楼主,能不能分析一下 FOC 2.0 无感启动过程啊?
void STO_Start_Up(void)
{
s16 hAux;
#ifdef NO_SPEED_SENSORS_ALIGNMENT
static u32 wAlignmentTbase=0;
#endif
switch(Start_Up_State)
{
case S_INIT:
//Init Ramp-up variables
if (hSpeed_Reference >= 0)
{
hFreq_Inc = FREQ_INC;
hI_Inc = I_INC;
if (wTime == 0)
{
wStart_Up_I = FIRST_I_STARTUP *1024;
}
}
else
{
hFreq_Inc = -(s16)FREQ_INC;
hI_Inc = -(s16)I_INC;
if (wTime == 0)
{
wStart_Up_I = -(s32)FIRST_I_STARTUP *1024;
}
}
Start_Up_State = ALIGNMENT;
break;
case ALIGNMENT:
#ifdef NO_SPEED_SENSORS_ALIGNMENT
wAlignmentTbase++;
if(wAlignmentTbase <= SLESS_T_ALIGNMENT_PWM_STEPS)
{
hFlux_Reference = SLESS_I_ALIGNMENT * wAlignmentTbase /
SLESS_T_ALIGNMENT_PWM_STEPS;
hTorque_Reference = 0;
Stat_Curr_a_b = GET_PHASE_CURRENTS();
Stat_Curr_alfa_beta = Clarke(Stat_Curr_a_b);
Stat_Curr_q_d = Park(Stat_Curr_alfa_beta, SLESS_ALIGNMENT_ANGLE_S16);
/*loads the Torque Regulator output reference voltage Vqs*/
Stat_Volt_q_d.qV_Component1 = PID_Regulator(hTorque_Reference,
Stat_Curr_q_d.qI_Component1, &PID_Torque_InitStructure);
/*loads the Flux Regulator output reference voltage Vds*/
Stat_Volt_q_d.qV_Component2 = PID_Regulator(hFlux_Reference,
Stat_Curr_q_d.qI_Component2, &PID_Flux_InitStructure);
RevPark_Circle_Limitation();
/*Performs the Reverse Park transformation,
i.e transforms stator voltages Vqs and Vds into Valpha and Vbeta on a
stationary reference frame*/
Stat_Volt_alfa_beta = Rev_Park(Stat_Volt_q_d);
/*Valpha and Vbeta finally drive the power stage*/
CALC_SVPWM(Stat_Volt_alfa_beta);
}
else
{
wAlignmentTbase = 0;
Stat_Volt_q_d.qV_Component1 = Stat_Volt_q_d.qV_Component2 = 0;
hTorque_Reference = PID_TORQUE_REFERENCE;
hFlux_Reference = PID_FLUX_REFERENCE;
Start_Up_State = RAMP_UP;
hAngle = SLESS_ALIGNMENT_ANGLE_S16;
}
#else
Start_Up_State = RAMP_UP;
#endif
break;
case RAMP_UP:
wTime ++;
if (wTime <= I_STARTUP_PWM_STEPS)

────

### 练习任务
**1)** 在FOC无感启动代码中，当 hSpeed_Reference 小于 0 时，hFreq_Inc 被赋为什么值？
**2)** 请从FOC无感启动代码停下的地方接着往下写。

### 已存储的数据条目

────

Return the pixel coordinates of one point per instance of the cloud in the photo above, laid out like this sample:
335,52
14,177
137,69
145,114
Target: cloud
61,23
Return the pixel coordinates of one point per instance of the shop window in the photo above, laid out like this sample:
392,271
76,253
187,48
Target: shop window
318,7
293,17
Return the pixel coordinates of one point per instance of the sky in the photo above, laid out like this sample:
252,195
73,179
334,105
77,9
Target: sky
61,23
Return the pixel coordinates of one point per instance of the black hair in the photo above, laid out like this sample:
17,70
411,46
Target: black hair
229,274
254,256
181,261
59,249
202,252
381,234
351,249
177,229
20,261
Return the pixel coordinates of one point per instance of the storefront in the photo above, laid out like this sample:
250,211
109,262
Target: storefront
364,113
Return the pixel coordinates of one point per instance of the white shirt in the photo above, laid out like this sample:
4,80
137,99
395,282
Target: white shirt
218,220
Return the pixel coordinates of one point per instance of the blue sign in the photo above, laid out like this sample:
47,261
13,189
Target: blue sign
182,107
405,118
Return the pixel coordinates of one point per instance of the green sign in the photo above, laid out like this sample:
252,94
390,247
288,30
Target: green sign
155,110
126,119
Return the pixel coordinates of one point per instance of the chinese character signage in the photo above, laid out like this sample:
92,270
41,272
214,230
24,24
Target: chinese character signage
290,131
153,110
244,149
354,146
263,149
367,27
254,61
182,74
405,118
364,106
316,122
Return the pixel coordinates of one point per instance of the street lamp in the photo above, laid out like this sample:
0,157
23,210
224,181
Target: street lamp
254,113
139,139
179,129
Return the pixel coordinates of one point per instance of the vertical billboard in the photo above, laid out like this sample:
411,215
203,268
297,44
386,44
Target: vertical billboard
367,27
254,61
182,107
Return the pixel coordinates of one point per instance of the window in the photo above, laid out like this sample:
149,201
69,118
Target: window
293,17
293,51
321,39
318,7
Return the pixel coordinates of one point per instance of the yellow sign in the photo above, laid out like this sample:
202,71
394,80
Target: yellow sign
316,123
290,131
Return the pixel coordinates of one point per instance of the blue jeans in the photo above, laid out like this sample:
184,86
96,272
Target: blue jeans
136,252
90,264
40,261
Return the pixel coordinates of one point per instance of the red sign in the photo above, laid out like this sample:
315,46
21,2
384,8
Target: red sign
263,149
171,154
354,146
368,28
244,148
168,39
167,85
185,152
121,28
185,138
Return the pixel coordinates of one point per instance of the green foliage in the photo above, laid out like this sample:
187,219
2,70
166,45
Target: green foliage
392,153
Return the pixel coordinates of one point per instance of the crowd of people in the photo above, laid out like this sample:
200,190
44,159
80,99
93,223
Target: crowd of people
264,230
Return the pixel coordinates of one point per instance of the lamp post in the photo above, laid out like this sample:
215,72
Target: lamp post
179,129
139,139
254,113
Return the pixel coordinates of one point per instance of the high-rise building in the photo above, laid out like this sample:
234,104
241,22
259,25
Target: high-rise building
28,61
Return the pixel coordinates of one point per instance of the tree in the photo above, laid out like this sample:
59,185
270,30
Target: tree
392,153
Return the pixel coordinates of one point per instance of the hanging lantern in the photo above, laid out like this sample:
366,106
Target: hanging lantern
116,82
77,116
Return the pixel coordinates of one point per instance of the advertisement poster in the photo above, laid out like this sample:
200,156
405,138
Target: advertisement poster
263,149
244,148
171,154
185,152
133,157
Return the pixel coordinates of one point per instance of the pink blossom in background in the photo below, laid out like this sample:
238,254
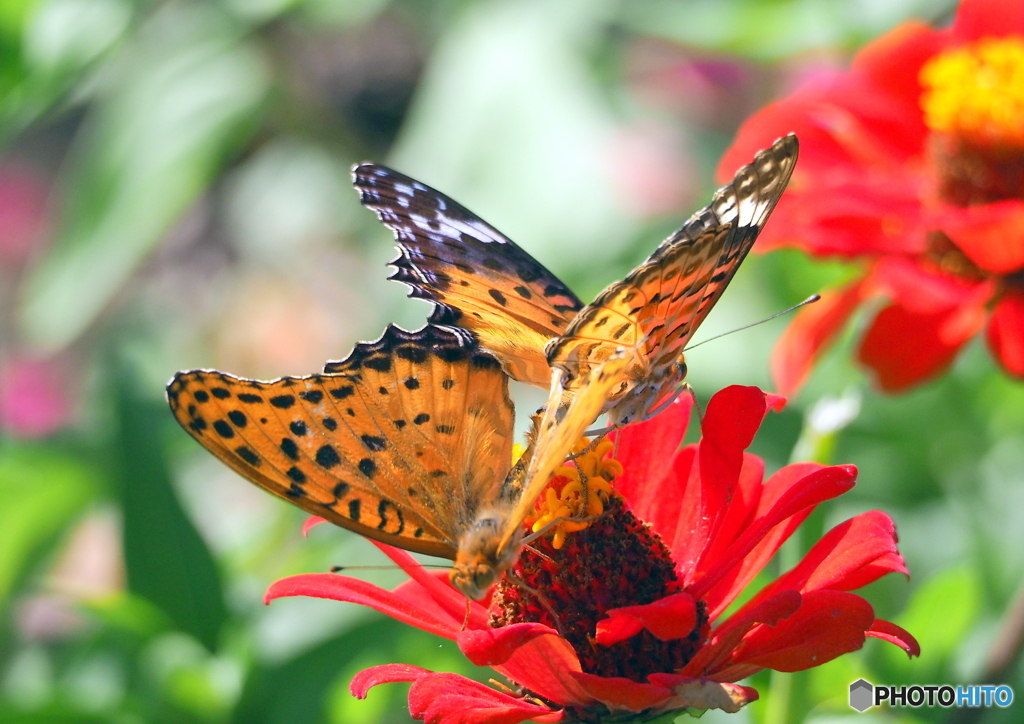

────

### 依次输出
**1)** -(s16)FREQ_INC

**2)**
{
wStart_Up_Freq += hFreq_Inc;
wStart_Up_I += hI_Inc;
}
else if (wTime <= FREQ_STARTUP_PWM_STEPS )
{
wStart_Up_Freq += hFreq_Inc;
}
else
{
MCL_SetFault(START_UP_FAILURE);
//Re_initialize Start Up
STO_StartUp_Init();
}
//Add angle increment for ramp-up
hAux = wStart_Up_Freq/65536;
hAngle = (s16)(hAngle + (s32)(65536/(SAMPLING_FREQ/hAux)));
Stat_Curr_a_b = GET_PHASE_CURRENTS();
Stat_Curr_alfa_beta = Clarke(Stat_Curr_a_b);
Stat_Curr_q_d = Park(Stat_Curr_alfa_beta, hAngle);
hAux = wStart_Up_I/1024;
hTorque_Reference = hAux;
hFlux_Reference = 0;
/*loads the Torque Regulator output reference voltage Vqs*/
Stat_Volt_q_d.qV_Component1 = PID_Regulator(hTorque_Reference,
Stat_Curr_q_d.qI_Component1, &PID_Torque_InitStructure);
/*loads the Flux Regulator output reference voltage Vds*/
Stat_Volt_q_d.qV_Component2 = PID_Regulator(hFlux_Reference,
Stat_Curr_q_d.qI_Component2, &PID_Flux_InitStructure);
RevPark_Circle_Limitation();
/*Performs the Reverse Park transformation,
i.e transforms stator voltages Vqs and Vds into Valpha and Vbeta on a
stationary reference frame*/
Stat_Volt_alfa_beta = Rev_Park(Stat_Volt_q_d);
/*Valpha and Vbeta finally drive the power stage*/
CALC_SVPWM(Stat_Volt_alfa_beta);
STO_Calc_Rotor_Angle(Stat_Volt_alfa_beta,Stat_Curr_alfa_beta,MCL_Get_BusVolt());
if (IsObserverConverged()==TRUE)
{
PID_Speed_InitStructure.wIntegral = (s32)(hTorque_Reference*256);
STO_StartUp_Init();
State = RUN;
if ((wGlobal_Flags & SPEED_CONTROL) != SPEED_CONTROL)
{
hTorque_Reference = PID_TORQUE_REFERENCE;
hFlux_Reference = PID_FLUX_REFERENCE;
}
}
break;
default:
break;
}
}
/*******************************************************************************
* Function Name : STO_StartUp_Init
* Description : This private function initializes the sensorless start-up
* Input : details the input parameters.
* Output : details the output parameters.
* Return : details the return value.
*******************************************************************************/
void STO_StartUp_Init(void)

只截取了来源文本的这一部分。